──────── PAGE EXTRACT ────────

# Washing microfiber`s



## David C (Feb 23, 2008)

I can`t decide on the best way to wash my microfiber cloths and towels, at the moment I am hand or machine washing them with a non bio powder and line drying.

Is there a better way ?


----------



## Whitey172 (Feb 4, 2011)

30c with non bio and line dried works for mine


----------



## Chufster (Nov 21, 2010)

Liquid is recommended instead of powder, to prevent any powder residue being left in the cloth and possibly marring the paint.


----------



## SystemClenz (Oct 31, 2008)

Whitey172 said:


> 30c with non bio and line dried works for mine


Dito


----------



## Shinyvec (Feb 12, 2010)

I am using either Non Bio Liquid or Chem Guys Microfibre wash and white vinigar in the conditioner slot in the washer and both ways work for me, and thanks for telling me this guys as before I was just using normal wash liquid and conditioner


----------



## CliveP (Feb 1, 2009)

I sometimes find 40 degrees (non bio) and a low tumble dry brings the microfibre all soft and fluffy! Some wax residues comes up better at 40 rather than 30.

I recommend Woolite (the pink one) designed for microfibre, available at most main supermarkets!

Regards,
Clive.


----------



## SystemClenz (Oct 31, 2008)

Simple cheap non bio mate works fine, I do however press the button for extra rinse to reduce the chance of any powder remaining on the towel/cloth/micro fibre.

──────── EXCERPTED DATA ────────

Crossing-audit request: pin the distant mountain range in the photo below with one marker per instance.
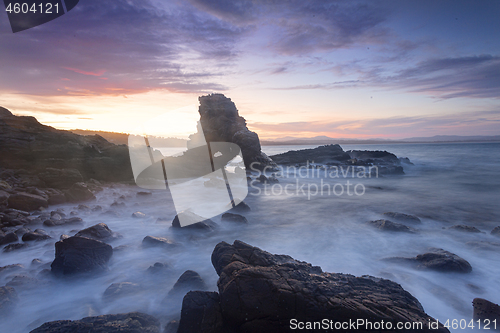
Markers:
(321, 140)
(122, 138)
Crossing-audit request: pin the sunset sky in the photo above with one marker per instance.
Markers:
(350, 69)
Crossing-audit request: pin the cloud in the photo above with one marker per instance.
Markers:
(331, 85)
(445, 78)
(470, 123)
(123, 46)
(297, 27)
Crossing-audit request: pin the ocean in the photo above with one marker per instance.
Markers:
(448, 184)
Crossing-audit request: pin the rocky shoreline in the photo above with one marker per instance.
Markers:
(256, 291)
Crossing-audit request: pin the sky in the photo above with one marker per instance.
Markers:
(344, 69)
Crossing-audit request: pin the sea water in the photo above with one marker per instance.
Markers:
(448, 184)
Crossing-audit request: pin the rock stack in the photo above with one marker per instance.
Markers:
(221, 122)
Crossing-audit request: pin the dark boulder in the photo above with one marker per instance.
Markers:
(56, 197)
(403, 217)
(486, 310)
(321, 154)
(79, 192)
(437, 260)
(158, 268)
(8, 299)
(189, 280)
(121, 289)
(99, 231)
(4, 196)
(60, 178)
(133, 322)
(242, 207)
(221, 122)
(261, 292)
(464, 228)
(204, 225)
(151, 241)
(387, 225)
(483, 245)
(24, 141)
(201, 313)
(53, 222)
(171, 327)
(15, 246)
(36, 235)
(138, 215)
(80, 255)
(235, 218)
(376, 157)
(27, 201)
(10, 237)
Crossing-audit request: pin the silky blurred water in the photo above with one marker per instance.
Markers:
(448, 184)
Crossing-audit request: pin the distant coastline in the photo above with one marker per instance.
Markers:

────────

- _LIST OF TASKS_
1. Answer these questions about the microfiber washing thread:
(a) What washing temperature does Whitey172 use?
(b) According to Chufster, why is liquid recommended instead of powder?
(c) Which product does CliveP recommend?
2. Echo the microfiber washing thread from "## Shinyvec (Feb" up to and including "most main supermarkets!".
3. Give what follows the last post in the microfiber washing thread.

- _WRITTEN RESPONSES_
1.
(a) 30c, with non bio and line drying.
(b) Liquid prevents powder residue from being left in the cloth and possibly marring the paint.
(c) Woolite (the pink one), designed for microfibre.

2.
## Shinyvec (Feb 12, 2010)

I am using either Non Bio Liquid or Chem Guys Microfibre wash and white vinigar in the conditioner slot in the washer and both ways work for me, and thanks for telling me this guys as before I was just using normal wash liquid and conditioner


----------



## CliveP (Feb 1, 2009)

I sometimes find 40 degrees (non bio) and a low tumble dry brings the microfibre all soft and fluffy! Some wax residues comes up better at 40 rather than 30.

I recommend Woolite (the pink one) designed for microfibre, available at most main supermarkets!

3.
----------



## bobssignum (Apr 12, 2008)

CliveP said:


> I sometimes find 40 degrees (non bio) and a low tumble dry brings the microfibre all soft and fluffy! Some wax residues comes up better at 40 rather than 30.
> 
> I recommend Woolite (the pink one) designed for microfibre, available at most main supermarkets!
> 
> ...


Ditto :thumb: woolite works a treat


----------



## Chufster (Nov 21, 2010)

You can go higher than 40 degrees if you need to. One of my microfibres said to wash up to 90!! I haven't needed to yet, but could be useful if they are particularly mucky or you have waxey residue on them.

I too just use bog standard non-bio liquid and white vinegar in the conditioner draw.


----------



## JJ_ (Oct 26, 2005)

I do 90 deg on most of mine not the cheap ones out of asda or Costco. I have a few to wash infact !


----------



## RCZ (Aug 13, 2010)

If they are particularly greasy, soak them in soda crystals first and put some in the wash as well. (They're good for the washing machine anyway as they stop limescale building up. Way cheaper than Calgon!). http://www.dri-pak.co.uk/soda-crystals-for-laundry.html

This is preferable to going above 40 deg C. Use non-bio powder and white vinegar in the conditioner drawer. Then line dry.


----------



## xcJohn (Jan 23, 2011)

Tesco are selling the non bio Persil liquid for 8 squids, does 85 "normal" washes. If you're only doing micro fibres then I reckon you'd get a load more use out of it. The only thing that I've found needs more than 40 degrees is Colli 915.


----------



## David C (Feb 23, 2008)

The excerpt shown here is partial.